- **Exercise instructions**
Copy everything in the records, character for character, except images.
=== Section Start ===
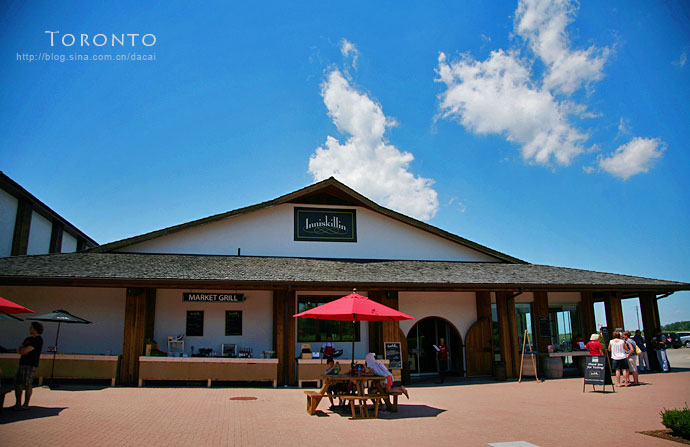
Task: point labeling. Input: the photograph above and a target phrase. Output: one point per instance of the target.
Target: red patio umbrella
(8, 307)
(354, 307)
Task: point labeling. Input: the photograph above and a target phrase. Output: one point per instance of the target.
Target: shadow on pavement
(8, 415)
(405, 411)
(409, 411)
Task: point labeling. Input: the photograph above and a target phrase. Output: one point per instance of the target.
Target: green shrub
(678, 421)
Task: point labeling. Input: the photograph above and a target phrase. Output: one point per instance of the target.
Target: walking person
(619, 357)
(594, 346)
(659, 343)
(632, 357)
(442, 357)
(328, 349)
(30, 351)
(642, 356)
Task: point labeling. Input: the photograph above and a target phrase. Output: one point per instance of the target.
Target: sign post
(597, 372)
(392, 354)
(533, 363)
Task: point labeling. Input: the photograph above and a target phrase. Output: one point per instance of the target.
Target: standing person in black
(442, 356)
(30, 352)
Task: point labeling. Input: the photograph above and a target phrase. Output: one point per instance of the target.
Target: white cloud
(633, 158)
(497, 96)
(542, 24)
(500, 96)
(348, 49)
(366, 161)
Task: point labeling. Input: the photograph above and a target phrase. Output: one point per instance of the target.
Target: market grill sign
(325, 225)
(213, 297)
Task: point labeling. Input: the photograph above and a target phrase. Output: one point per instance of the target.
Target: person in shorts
(619, 358)
(30, 351)
(632, 359)
(380, 369)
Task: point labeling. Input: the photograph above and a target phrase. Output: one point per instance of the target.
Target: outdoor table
(360, 382)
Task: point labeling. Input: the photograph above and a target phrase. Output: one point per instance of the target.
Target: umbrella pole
(52, 369)
(352, 364)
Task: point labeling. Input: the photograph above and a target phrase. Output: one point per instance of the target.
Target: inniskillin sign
(325, 225)
(213, 297)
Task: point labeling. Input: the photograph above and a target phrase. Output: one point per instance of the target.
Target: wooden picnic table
(379, 394)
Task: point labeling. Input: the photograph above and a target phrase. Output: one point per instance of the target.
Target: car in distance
(684, 338)
(672, 340)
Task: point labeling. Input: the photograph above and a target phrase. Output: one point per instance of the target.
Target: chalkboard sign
(195, 323)
(392, 354)
(544, 327)
(233, 322)
(606, 335)
(597, 370)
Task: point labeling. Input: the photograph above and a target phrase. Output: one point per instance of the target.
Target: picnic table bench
(377, 394)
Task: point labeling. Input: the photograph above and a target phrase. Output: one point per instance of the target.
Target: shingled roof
(329, 192)
(166, 270)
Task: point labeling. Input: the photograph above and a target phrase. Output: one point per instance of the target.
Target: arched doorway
(420, 346)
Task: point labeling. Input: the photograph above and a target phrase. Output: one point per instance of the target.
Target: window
(195, 323)
(312, 330)
(233, 322)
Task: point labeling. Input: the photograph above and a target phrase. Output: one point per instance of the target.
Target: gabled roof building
(237, 278)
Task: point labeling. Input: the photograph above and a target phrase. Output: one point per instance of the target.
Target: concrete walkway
(553, 413)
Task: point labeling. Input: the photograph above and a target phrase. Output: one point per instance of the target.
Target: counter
(553, 364)
(208, 368)
(67, 366)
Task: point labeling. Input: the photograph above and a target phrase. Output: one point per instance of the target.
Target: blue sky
(553, 132)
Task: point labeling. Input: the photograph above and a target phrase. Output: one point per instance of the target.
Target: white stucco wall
(69, 243)
(564, 297)
(459, 308)
(39, 235)
(104, 307)
(269, 232)
(8, 216)
(361, 347)
(257, 320)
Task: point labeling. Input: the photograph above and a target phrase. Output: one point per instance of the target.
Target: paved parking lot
(553, 413)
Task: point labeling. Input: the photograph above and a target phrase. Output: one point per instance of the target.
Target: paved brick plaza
(554, 413)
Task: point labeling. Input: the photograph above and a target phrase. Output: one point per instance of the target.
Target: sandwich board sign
(597, 372)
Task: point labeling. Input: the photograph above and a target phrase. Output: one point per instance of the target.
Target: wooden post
(390, 329)
(505, 306)
(140, 305)
(614, 311)
(56, 238)
(540, 306)
(22, 225)
(589, 323)
(284, 334)
(650, 323)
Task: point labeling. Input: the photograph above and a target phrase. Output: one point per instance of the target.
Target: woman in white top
(619, 356)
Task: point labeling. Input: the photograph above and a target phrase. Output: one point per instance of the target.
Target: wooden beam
(390, 329)
(483, 300)
(284, 334)
(650, 314)
(279, 320)
(514, 345)
(614, 312)
(650, 324)
(589, 324)
(56, 237)
(139, 317)
(540, 307)
(22, 227)
(291, 336)
(505, 331)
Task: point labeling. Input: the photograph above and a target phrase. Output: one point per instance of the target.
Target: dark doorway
(420, 346)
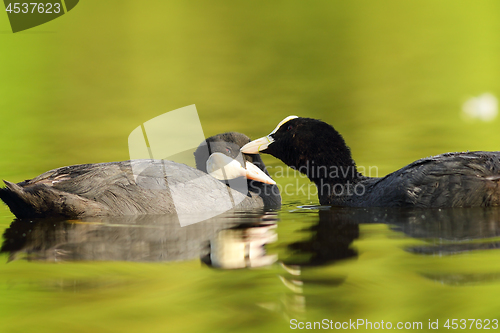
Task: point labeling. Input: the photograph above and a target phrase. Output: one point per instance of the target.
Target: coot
(147, 186)
(316, 149)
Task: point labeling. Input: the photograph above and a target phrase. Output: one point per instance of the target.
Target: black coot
(146, 186)
(316, 149)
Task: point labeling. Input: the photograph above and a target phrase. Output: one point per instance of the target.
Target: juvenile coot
(146, 186)
(316, 149)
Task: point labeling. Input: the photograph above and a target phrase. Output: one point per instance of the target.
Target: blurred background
(399, 80)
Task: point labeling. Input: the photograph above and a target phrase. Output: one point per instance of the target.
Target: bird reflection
(145, 239)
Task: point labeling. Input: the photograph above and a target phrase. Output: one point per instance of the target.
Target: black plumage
(316, 149)
(112, 189)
=== Section End ===
- **Exercise result**
Task: point labeling. Input: the photograph above and a target phrase. Output: one point per instance of the target.
Target: red patio umbrella
(8, 307)
(354, 307)
Task: point labeling. Input: the photograph above and a target phrase. Output: one point per instance of the target.
Target: shadow on pavement
(8, 415)
(405, 411)
(409, 411)
Task: point labeling. Input: the photograph above and a target phrase. Output: one point per instance of the target.
Target: green shrub
(678, 421)
Task: point labeling. Input: the photograph above and a target phrase. Output: one point per instance of the target.
Target: walking person
(619, 357)
(594, 346)
(659, 343)
(632, 357)
(442, 357)
(328, 349)
(30, 351)
(642, 356)
Task: point labeling. Input: the photograph above and a target phrase. Output: one point per instance of the target.
Target: sign post
(597, 372)
(392, 354)
(533, 363)
Task: point labeling. Input: the photograph above and a target phrase. Output: one point per instance of the target.
Target: standing person in black
(442, 356)
(30, 352)
Task: point labeling. Input: the photograph above and a target phrase. Output: one point per instance of the target.
Target: white cloud
(633, 158)
(497, 96)
(542, 24)
(500, 96)
(348, 49)
(366, 161)
Task: point labeling. Input: the photograph above and a target phrase. Output: one point per instance of the target.
Target: market grill sign
(325, 225)
(213, 297)
Task: point labeling. Input: the photograph above and a target phrase. Output: one point per instance of the target.
Target: person in shorts
(619, 358)
(30, 351)
(632, 359)
(380, 369)
Task: point labeling. Input: the photograph above and a target phrase. Output: one point per instance of the target.
Target: outdoor table
(360, 382)
Task: point labeling. Input: the photograph above and a target phrase. Output: one point per instance of the target.
Target: umbrella pole
(52, 369)
(352, 364)
Task: point labeling. Input: the photograph above and a target phrase. Output: one point per instance of the target.
Target: inniskillin sign
(325, 225)
(213, 297)
Task: point labeling. Input: the photograph above and a target phrase. Output: one point per instance of the target.
Target: wooden picnic table
(379, 394)
Task: point labeling. Input: the photograph above and a target phrase. Output: one point per instance of the target.
Target: car in distance
(684, 338)
(672, 340)
Task: point labeling. Input: the photograph above and a target phrase. Output: one point per instance of the target.
Target: chalkboard sign
(195, 323)
(392, 354)
(544, 327)
(233, 322)
(606, 335)
(597, 370)
Task: point labeling. Input: the photograph above and a target phrase. Output: one point per instance of the target.
Target: picnic table bench
(377, 394)
Task: point labeling. Input: the photograph above and a target phrase. Output: one point per instance of the target.
Target: shingled roof
(329, 192)
(166, 270)
Task: point labeling. Input: the photograph above and a target phrase. Output: one point per instance of the target.
Target: arched doorway
(420, 346)
Task: point labeling. Input: the photograph above and a target phrase. Output: one point per instance of the target.
Target: window
(195, 323)
(312, 330)
(233, 322)
Task: point labeling. Input: the photograph above and a target phrase. Output: one point per instance of the target.
Target: gabled roof building
(237, 278)
Task: point labeling. Input: the photograph above and a target phrase. Output: one point per instance of the target.
Target: concrete walkway
(553, 413)
Task: point labeling. Input: the photograph above and a target phrase. Output: one point per instance of the target.
Target: counter
(553, 364)
(208, 368)
(67, 366)
Task: point labeling. Input: the photograph above and a target phrase. Output: one point per instance of the target.
Target: blue sky
(553, 132)
Task: point labeling. Input: the photograph above and a target phrase. Output: one point per instance of the target.
Target: white stucco wall
(69, 243)
(564, 297)
(459, 308)
(39, 235)
(104, 307)
(269, 232)
(8, 216)
(361, 347)
(257, 320)
Task: point labeling. Input: the photograph above and a target phrase. Output: one point per instance of the target.
Target: paved parking lot
(553, 413)
Task: point labeling. Input: the photograph above and a target phrase. Output: one point per instance of the target.
Target: paved brick plaza
(554, 413)
Task: point labeling. Input: the photograph above and a target phrase. Output: one point per instance of the target.
Target: sandwich board sign
(597, 372)
Task: point labeling. Input: the photograph above and a target phrase. Output: one point per instance of the target.
Target: wooden post
(390, 329)
(505, 306)
(140, 305)
(614, 311)
(56, 238)
(540, 306)
(22, 225)
(589, 323)
(284, 334)
(650, 323)
Task: point labeling. Input: the photograph above and a target phrase. Output: one point per instance of the target.
Target: woman in white top
(619, 356)
Task: point labeling. Input: the photograph above and a target phrase. Output: one point per instance of the target.
Target: wooden beam
(390, 329)
(483, 300)
(284, 334)
(650, 314)
(279, 320)
(514, 345)
(614, 312)
(650, 324)
(589, 324)
(56, 237)
(139, 317)
(540, 307)
(22, 227)
(291, 336)
(505, 331)
Task: point labeling. Input: the photograph above and a target phrase. Output: one point per instance of the target.
Target: dark doorway
(420, 346)
Task: point labeling. Input: the photograph above and a target phrase. Output: one point per instance of the target.
Target: coot
(147, 186)
(316, 149)
Task: point labeling. Input: the photograph above and a target phrase. Output: one point per instance of the target.
Target: black coot
(146, 186)
(316, 149)
Task: point labeling. Input: the photograph above and a target phrase. Output: one point per instance of the target.
Target: juvenile coot
(146, 186)
(316, 149)
Task: point labeling. Input: the photograph above and a target phrase. Output: one point per instance of the target.
Target: blurred background
(399, 80)
Task: point labeling. Input: the photograph above and a target phrase. Output: one point per instance of the target.
Target: bird reflection
(145, 239)
Task: point labeling. Input: the photograph above and a target phrase. Output: one point per instance of the target.
Target: black plumage
(316, 149)
(112, 189)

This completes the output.